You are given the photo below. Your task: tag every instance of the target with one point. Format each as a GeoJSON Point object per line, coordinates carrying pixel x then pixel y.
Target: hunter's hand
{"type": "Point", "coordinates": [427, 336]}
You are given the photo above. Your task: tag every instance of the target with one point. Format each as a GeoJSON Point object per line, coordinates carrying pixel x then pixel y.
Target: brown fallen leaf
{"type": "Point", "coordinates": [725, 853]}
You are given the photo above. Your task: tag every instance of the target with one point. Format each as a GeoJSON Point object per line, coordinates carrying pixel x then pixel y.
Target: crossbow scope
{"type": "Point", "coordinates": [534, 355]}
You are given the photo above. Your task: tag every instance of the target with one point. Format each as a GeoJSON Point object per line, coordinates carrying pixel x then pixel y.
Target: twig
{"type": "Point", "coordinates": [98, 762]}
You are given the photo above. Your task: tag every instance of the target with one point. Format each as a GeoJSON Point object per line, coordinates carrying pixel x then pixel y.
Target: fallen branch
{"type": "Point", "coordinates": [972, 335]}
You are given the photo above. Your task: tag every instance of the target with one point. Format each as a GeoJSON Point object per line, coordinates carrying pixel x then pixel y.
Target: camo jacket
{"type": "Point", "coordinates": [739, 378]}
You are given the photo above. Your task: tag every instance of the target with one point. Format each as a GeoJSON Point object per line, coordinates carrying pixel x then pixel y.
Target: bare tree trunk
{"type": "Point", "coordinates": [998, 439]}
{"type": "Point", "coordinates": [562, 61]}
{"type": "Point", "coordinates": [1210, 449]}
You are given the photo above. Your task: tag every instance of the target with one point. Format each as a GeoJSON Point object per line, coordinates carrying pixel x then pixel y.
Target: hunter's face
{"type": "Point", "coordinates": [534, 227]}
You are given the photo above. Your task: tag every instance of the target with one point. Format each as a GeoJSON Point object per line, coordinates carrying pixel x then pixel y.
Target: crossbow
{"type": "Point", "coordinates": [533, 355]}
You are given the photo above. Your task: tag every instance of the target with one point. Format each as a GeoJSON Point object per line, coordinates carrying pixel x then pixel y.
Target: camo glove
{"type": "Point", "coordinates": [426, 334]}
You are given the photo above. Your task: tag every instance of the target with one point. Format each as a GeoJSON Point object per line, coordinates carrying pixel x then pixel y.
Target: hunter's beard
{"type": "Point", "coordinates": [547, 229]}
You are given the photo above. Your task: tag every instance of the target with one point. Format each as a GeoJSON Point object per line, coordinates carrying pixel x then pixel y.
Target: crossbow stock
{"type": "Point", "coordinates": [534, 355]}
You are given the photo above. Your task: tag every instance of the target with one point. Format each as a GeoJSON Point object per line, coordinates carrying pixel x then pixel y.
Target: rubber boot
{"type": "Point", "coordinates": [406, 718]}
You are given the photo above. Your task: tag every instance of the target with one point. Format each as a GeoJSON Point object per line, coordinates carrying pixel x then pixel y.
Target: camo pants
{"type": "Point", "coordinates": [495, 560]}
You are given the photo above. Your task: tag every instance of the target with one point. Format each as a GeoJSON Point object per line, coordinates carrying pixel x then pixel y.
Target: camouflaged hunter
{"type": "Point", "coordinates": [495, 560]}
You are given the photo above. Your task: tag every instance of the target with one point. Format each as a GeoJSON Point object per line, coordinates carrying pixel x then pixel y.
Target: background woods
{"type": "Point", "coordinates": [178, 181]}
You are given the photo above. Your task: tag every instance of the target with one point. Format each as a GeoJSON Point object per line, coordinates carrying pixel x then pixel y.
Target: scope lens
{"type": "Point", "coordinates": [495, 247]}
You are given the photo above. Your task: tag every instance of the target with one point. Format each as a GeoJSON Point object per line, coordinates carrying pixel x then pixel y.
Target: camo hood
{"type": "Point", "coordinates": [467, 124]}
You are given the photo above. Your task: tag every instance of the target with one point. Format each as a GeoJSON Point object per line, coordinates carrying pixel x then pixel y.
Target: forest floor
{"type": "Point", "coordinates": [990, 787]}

☆ ☆ ☆

# PROBLEM REQUIREMENTS
Extract every record. Keep wording exact.

# TASK OUTPUT
You are given the photo below. Your task: tag every instance of the target with one point. Format each as a GeoJSON Point object per line, coordinates carrying pixel x then pixel y.
Target: hunter's hand
{"type": "Point", "coordinates": [427, 336]}
You are given the photo above. Your task: tag every instance of the target with one point. Format each as a GeoJSON Point object per line, coordinates carrying pixel x then pixel y.
Target: brown fallen leaf
{"type": "Point", "coordinates": [725, 853]}
You are given the photo above. Your task: tag every instance of the target with one point. Format each as a GeoJSON Point object per line, coordinates carrying pixel x then pixel y.
Target: crossbow scope
{"type": "Point", "coordinates": [534, 355]}
You are given the photo above. Your task: tag every instance of the target with one point. Format each as a GeoJSON Point object per line, coordinates carrying pixel x then pixel y.
Target: twig
{"type": "Point", "coordinates": [98, 762]}
You are given the photo above. Your task: tag every instance of the target with one point. Format each as a GeoJSON Point object per line, coordinates carrying pixel x then pixel y.
Target: fallen branch
{"type": "Point", "coordinates": [972, 335]}
You are given the photo above. Your task: tag every instance of the target with one point. Format each as a GeoJSON Point object per line, coordinates carrying pixel x then pixel y.
Target: camo jacket
{"type": "Point", "coordinates": [739, 378]}
You are given the photo above. Your task: tag every instance of the target with one point. Format each as a GeoJSON Point object per line, coordinates carrying pixel x then pixel y.
Target: bare tree trunk
{"type": "Point", "coordinates": [998, 439]}
{"type": "Point", "coordinates": [562, 61]}
{"type": "Point", "coordinates": [1210, 449]}
You are given the photo above. Your task: tag every instance of the target with one point. Format each as a GeoJSON Point object per line, coordinates carrying pixel x then pixel y.
Target: hunter's face
{"type": "Point", "coordinates": [534, 227]}
You are given the photo above. Your task: tag every instance of the target with one point. Format each as a GeoJSON Point object per line, coordinates carrying pixel x then pixel y.
Target: crossbow
{"type": "Point", "coordinates": [533, 355]}
You are given the photo above. Your task: tag every instance of the target with one point. Format each as a GeoJSON Point object per line, coordinates carrying pixel x then pixel y.
Target: camo glove
{"type": "Point", "coordinates": [426, 334]}
You are given the photo above. Your task: tag every instance of the target with one point. Format each as a GeoJSON Point object per line, coordinates carrying pixel x then pixel y.
Target: hunter's beard
{"type": "Point", "coordinates": [547, 229]}
You are given the photo above. Your task: tag every instance of the target with one point. Format each as a GeoJSON Point object per line, coordinates carrying pixel x then pixel y.
Target: crossbow stock
{"type": "Point", "coordinates": [534, 355]}
You are given the photo above. Your task: tag every instance of the target with one point. Format each as a GeoJSON Point object per line, coordinates carrying pixel x then pixel y.
Target: rubber boot
{"type": "Point", "coordinates": [406, 718]}
You are given the photo above. Your task: tag every instance of the target with one point. Format each as a GeoJSON Point object per line, coordinates carrying pixel x then pixel y.
Target: camo pants
{"type": "Point", "coordinates": [495, 560]}
You are given the photo above. Your task: tag every instance of the target with one point. Format each as a GeoJSON Point object per line, coordinates carrying pixel x then pixel y.
Target: camouflaged hunter
{"type": "Point", "coordinates": [495, 560]}
You are given the photo above. Your task: tag every instance of the target with one point. Format each as a GeoJSON Point object per line, coordinates carrying pixel x then pixel y.
Target: background woods
{"type": "Point", "coordinates": [178, 181]}
You are given the photo above. Your task: tag every instance of the target with one point. Format each as a GeoJSON Point object per line, coordinates carrying pixel x then pixel y.
Target: scope lens
{"type": "Point", "coordinates": [495, 247]}
You are given the photo above. Your task: tag every instance of the target with one point. Format each as a GeoJSON Point object per line, coordinates carrying pixel x then pixel y.
Target: camo hood
{"type": "Point", "coordinates": [467, 124]}
You are given the photo above. Your task: tag every instance of the target with one point. Format each as a GeoJSON Point object per line, coordinates carrying pixel x then pixel y.
Target: forest floor
{"type": "Point", "coordinates": [990, 787]}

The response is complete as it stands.